WHAT THE TASK REQUIRES.
Write each entry out once more, please, precisely as shown.
::::
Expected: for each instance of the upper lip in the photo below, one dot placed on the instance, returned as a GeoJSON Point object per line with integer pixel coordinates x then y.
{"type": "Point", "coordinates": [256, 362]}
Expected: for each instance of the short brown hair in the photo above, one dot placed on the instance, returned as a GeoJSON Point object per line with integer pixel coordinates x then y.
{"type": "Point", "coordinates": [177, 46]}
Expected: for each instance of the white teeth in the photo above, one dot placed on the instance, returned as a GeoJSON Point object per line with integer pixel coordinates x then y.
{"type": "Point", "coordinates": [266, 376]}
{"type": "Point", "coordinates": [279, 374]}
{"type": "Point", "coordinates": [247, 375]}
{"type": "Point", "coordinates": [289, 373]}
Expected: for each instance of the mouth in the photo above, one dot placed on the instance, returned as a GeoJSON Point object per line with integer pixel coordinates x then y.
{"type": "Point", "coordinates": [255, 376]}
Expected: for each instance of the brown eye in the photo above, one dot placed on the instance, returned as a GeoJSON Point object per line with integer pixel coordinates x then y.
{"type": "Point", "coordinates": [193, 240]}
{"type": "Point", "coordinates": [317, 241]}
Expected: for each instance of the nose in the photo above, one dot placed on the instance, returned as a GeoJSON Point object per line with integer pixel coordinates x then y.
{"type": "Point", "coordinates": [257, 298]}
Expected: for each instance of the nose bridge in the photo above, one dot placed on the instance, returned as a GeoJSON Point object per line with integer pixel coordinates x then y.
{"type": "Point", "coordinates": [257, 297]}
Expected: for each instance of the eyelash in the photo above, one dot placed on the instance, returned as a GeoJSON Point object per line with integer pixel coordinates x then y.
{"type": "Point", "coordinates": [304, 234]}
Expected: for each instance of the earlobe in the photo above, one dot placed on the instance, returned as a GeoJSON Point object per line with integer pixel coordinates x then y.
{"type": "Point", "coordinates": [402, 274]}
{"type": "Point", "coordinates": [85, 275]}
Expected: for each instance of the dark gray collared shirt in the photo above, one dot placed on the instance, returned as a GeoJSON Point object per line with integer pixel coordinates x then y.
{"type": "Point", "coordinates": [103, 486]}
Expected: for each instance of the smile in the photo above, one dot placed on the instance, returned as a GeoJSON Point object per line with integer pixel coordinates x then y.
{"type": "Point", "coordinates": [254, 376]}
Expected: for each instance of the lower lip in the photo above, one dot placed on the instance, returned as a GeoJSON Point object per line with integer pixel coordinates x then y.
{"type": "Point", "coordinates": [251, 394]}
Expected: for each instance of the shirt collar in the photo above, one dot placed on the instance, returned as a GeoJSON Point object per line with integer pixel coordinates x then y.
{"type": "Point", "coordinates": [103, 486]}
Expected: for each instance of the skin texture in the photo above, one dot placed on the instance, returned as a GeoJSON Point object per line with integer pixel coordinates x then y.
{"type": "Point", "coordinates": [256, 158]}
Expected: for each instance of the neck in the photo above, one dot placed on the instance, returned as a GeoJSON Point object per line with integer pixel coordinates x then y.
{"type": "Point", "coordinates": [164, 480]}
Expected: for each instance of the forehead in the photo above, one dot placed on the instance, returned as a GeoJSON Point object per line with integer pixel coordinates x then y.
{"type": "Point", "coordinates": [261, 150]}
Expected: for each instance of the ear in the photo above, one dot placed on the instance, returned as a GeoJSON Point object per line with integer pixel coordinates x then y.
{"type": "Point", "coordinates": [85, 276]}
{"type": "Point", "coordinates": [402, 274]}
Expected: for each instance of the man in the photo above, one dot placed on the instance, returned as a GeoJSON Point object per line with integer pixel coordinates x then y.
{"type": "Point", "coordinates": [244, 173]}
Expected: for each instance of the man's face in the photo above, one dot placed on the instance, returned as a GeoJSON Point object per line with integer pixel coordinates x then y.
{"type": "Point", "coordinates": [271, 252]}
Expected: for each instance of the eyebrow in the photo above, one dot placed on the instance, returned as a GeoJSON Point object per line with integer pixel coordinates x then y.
::::
SOLUTION.
Expected: for each instance of the upper lip in the photo below, one dot placed on the instance, returned as a GeoJSON Point object per line with integer pixel coordinates x then y.
{"type": "Point", "coordinates": [256, 362]}
Expected: for each instance of the short brown hair in the photo above, one dot placed on the instance, returned as a GeoJSON Point object per line with integer pixel coordinates x then y.
{"type": "Point", "coordinates": [177, 46]}
Expected: for each instance of the white teeth in the photo above, one dot placed on the instance, returned as a GeoJSON Point object per line with integer pixel coordinates x then y.
{"type": "Point", "coordinates": [266, 376]}
{"type": "Point", "coordinates": [279, 374]}
{"type": "Point", "coordinates": [247, 375]}
{"type": "Point", "coordinates": [289, 373]}
Expected: for each instance of the mouth in the photo above, one dot placed on the instance, returned as a GeoJSON Point object per line with integer pixel coordinates x then y.
{"type": "Point", "coordinates": [255, 376]}
Expected: for each instance of the brown eye in the photo above, one dot placed on the instance, returned as a GeoJSON Point object per line with integer pixel coordinates x then y.
{"type": "Point", "coordinates": [193, 240]}
{"type": "Point", "coordinates": [317, 241]}
Expected: for each instance of the nose in the photo above, one dot placed on the instance, returned as a GeoJSON Point object per line with integer pixel coordinates x then y.
{"type": "Point", "coordinates": [257, 298]}
Expected: for each instance of the nose bridge in the photo above, one dot placed on the instance, returned as a GeoJSON Point object per line with integer pixel coordinates x then y.
{"type": "Point", "coordinates": [257, 297]}
Expected: for each instance of the eyelash in the photo above, one dot placed on the instance, returned as a GeoJSON Point object per line with integer pixel coordinates x then y.
{"type": "Point", "coordinates": [304, 234]}
Expected: for each instance of the earlobe in the photo above, one dot placed on the instance, returned as a GeoJSON Point object per line with integer pixel coordinates x then y.
{"type": "Point", "coordinates": [402, 274]}
{"type": "Point", "coordinates": [85, 275]}
Expected: for each instance of the dark gray collared shirt in the photo above, one dot placed on the instance, returned as a GeoJSON Point object per line with integer pixel coordinates x then y.
{"type": "Point", "coordinates": [103, 486]}
Expected: for each instance of the smile in the photo above, one dot placed on the instance, returned as a GeoJSON Point object per line with integer pixel coordinates x then y.
{"type": "Point", "coordinates": [254, 376]}
Expected: for each instance of the lower lip in the photo above, one dot placed on the instance, returned as a GeoJSON Point object per line with integer pixel coordinates x then y.
{"type": "Point", "coordinates": [251, 394]}
Expected: for each instance of the shirt collar in the photo above, one dot placed on the instance, returned as a GeoJSON Point object per line with integer pixel coordinates x then y.
{"type": "Point", "coordinates": [103, 486]}
Expected: for each instance of the skin texture in the photo above, one dot placed on the instance, returned as a GeoJSON Point object per line with integer pixel coordinates x then y.
{"type": "Point", "coordinates": [256, 158]}
Expected: for each instance of the neck in the photo above, one dot placed on the instance, returned as a GeoJSON Point object per line with integer pixel coordinates x then y.
{"type": "Point", "coordinates": [164, 480]}
Expected: for each instance of the forehead in the photo above, one dot placed on the instance, returned as a GeoJSON Point object per line with integer pixel coordinates x then y.
{"type": "Point", "coordinates": [261, 150]}
Expected: for each instance of the ear in the photo above, one dot placed on the instance, returned as a GeoJSON Point object per line with integer pixel coordinates x then y.
{"type": "Point", "coordinates": [85, 276]}
{"type": "Point", "coordinates": [402, 274]}
Expected: for each instance of the man in the photo above, one dot placed on the instance, returned as a GeoJSON Point object per line with integer pixel coordinates x then y.
{"type": "Point", "coordinates": [244, 173]}
Expected: for each instance of the man's face in the photo above, one dot placed on the instance, returned as a GeoJSON Point object per line with integer pixel coordinates x then y.
{"type": "Point", "coordinates": [271, 252]}
Expected: for each instance of the eyebrow in the photo above, one dot placed on the instance, returned as a GeoJSON Point object per line with integer pixel coordinates x then y.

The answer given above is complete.